#### [TAREFA]
Dê seguimento ao texto sobre o filme Hereafter – Outra Vida, começando logo após a última frase apresentada.

#### [EXCERTO DO TEXTO]
# # # # #
Há vida depois da morte, mas não façam muitas perguntas


Estreias: HEREAFTER – OUTRA VIDA

De: Clint Eastwood

Com: Matt Damon, Cécile de France, Bryce Dallas Howard

Três histórias acontecem em três lugares diferentes. No Índico, a jornalista Marie LeLay (Cécile de France) é arrastada pelas águas do tsunami de 2004. Durante essa experiência traumática, é assaltada por visões de vultos envoltos em névoa, presumivelmente de uma outra vida. Mais tarde, é salva e regressa a Paris, mas não se consegue encaixar. Não consegue readaptar-se à vida de sempre depois do vislumbre de que possa haver algo mais.

Em São Francisco, um homem aparentemente normal tenta levar uma vida normal, mas, na verdade, George Lonegan (Matt Damon) está a recusar um dom que possui de forma inata: o de contactar com pessoas já falecidas. Apesar da resistência que oferece a todos os pedidos, acaba sempre por ceder e estabelecer contacto com os mortos daqueles que o procuram. George fá-lo para ajudar estas pessoas, mas para ele, o dom é uma maldição que lhe mina todas as tentativas de ter uma relação normal com os outros.
# # # # #
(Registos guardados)
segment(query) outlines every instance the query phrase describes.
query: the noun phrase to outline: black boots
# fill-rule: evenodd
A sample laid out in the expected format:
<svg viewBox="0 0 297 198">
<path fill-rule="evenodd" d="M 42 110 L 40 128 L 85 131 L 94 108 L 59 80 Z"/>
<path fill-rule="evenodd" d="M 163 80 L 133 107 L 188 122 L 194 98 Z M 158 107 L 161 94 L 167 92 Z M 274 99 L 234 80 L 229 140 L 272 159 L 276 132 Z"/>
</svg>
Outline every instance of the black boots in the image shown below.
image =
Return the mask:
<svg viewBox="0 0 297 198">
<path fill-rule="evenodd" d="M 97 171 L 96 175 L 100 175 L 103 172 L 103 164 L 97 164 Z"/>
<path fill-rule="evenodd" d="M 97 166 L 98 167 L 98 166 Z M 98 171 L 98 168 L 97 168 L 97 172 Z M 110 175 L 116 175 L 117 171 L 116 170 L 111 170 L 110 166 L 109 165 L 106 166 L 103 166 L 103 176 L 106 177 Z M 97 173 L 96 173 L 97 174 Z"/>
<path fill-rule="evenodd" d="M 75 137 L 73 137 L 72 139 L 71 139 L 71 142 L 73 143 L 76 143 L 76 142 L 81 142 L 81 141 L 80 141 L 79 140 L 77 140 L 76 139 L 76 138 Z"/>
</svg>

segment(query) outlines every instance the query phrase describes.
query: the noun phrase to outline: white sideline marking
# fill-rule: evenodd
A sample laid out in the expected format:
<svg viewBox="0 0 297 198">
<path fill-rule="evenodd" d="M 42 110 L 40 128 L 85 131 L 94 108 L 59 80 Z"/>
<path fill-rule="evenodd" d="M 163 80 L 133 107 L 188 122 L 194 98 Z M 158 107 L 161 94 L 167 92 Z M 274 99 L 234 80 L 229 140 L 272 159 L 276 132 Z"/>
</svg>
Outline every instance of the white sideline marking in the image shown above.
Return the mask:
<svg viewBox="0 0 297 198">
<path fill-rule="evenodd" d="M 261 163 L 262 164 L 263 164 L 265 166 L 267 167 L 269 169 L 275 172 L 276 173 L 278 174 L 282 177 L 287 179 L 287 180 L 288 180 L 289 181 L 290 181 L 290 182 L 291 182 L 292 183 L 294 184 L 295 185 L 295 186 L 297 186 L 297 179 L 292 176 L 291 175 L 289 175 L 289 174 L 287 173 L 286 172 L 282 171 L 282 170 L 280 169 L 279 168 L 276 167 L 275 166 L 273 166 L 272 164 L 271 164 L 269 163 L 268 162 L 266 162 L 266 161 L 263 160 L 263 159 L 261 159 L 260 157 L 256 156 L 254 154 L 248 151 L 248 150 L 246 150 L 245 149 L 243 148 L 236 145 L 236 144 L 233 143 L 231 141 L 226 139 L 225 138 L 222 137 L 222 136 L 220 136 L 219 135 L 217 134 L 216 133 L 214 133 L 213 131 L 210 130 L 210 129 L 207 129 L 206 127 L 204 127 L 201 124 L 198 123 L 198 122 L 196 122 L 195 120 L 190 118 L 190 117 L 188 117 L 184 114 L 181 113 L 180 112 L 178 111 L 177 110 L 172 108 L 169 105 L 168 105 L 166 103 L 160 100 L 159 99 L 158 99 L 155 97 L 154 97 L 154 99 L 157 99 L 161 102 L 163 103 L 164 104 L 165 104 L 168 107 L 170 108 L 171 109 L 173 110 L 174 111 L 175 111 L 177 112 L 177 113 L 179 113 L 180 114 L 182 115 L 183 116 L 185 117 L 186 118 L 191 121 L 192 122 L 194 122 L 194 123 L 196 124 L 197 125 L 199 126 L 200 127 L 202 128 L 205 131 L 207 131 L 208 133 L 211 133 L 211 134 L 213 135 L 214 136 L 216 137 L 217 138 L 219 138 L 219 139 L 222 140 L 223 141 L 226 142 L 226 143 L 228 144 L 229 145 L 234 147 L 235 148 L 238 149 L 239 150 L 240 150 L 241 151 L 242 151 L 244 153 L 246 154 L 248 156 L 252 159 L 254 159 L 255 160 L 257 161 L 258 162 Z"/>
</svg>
# # # # #
#### [RESPOSTA]
Em Londres, os gémeos Marcus e Jason (Frankie e George McLaren) tentam esconder da assistência social o alcoolismo e a toxicodependência da mãe. Se isto não fosse já suficientemente triste, no dia em que Jason vai a caminho da farmácia comprar medicamentos para a mãe, é atropelado e morre. Marcus parte então em busca de quem o ajude a contactar com o irmão no outro mundo. Estas três histórias vão cruzar-se.

Por mais estranho que pareça, este é um filme de Clint Eastwood. O clássico senhor Eastwood começa um filme com uma cena de cinema-catástrofe que reconstrói o tsunami à força de grandes efeitos digitais. Depois, parte para um drama acerca do sobrenatural. Em quaisquer outras mãos, isto podia ter corrido muito mal. Podia ter dado uma banhada das grandes (veja-se o que aconteceu a Peter Jackson em “Visto Do Céu”). Tentar falar seriamente de contactos com o além é território movediço de que “Hereafter” se salva exclusivamente graças ao bom gosto de Clint.

Sabemos hoje que o argumentista Peter Morgan (“A Rainha”, “Frost / Nixon”) imaginava que teria, algures no processo, tempo de fazer novas versões do guião – não esperava que se fizesse um filme a partir de uma primeira versão, nas palavras do próprio, “esquemática”. Steven Spielberg, o produtor-executivo, não entendeu assim e Clint também não. A verdade é que ficámos com três histórias que se ligam de modo forçado; que Matt Damon passa metade do filme em aulas de cozinha italiana sem que se perceba porquê; que a história dos gémeos é, para citar a despropósito Jerónimo de Sousa, “o fado da desgraçadinha”, entre outras pontas soltas ou de eficácia questionável.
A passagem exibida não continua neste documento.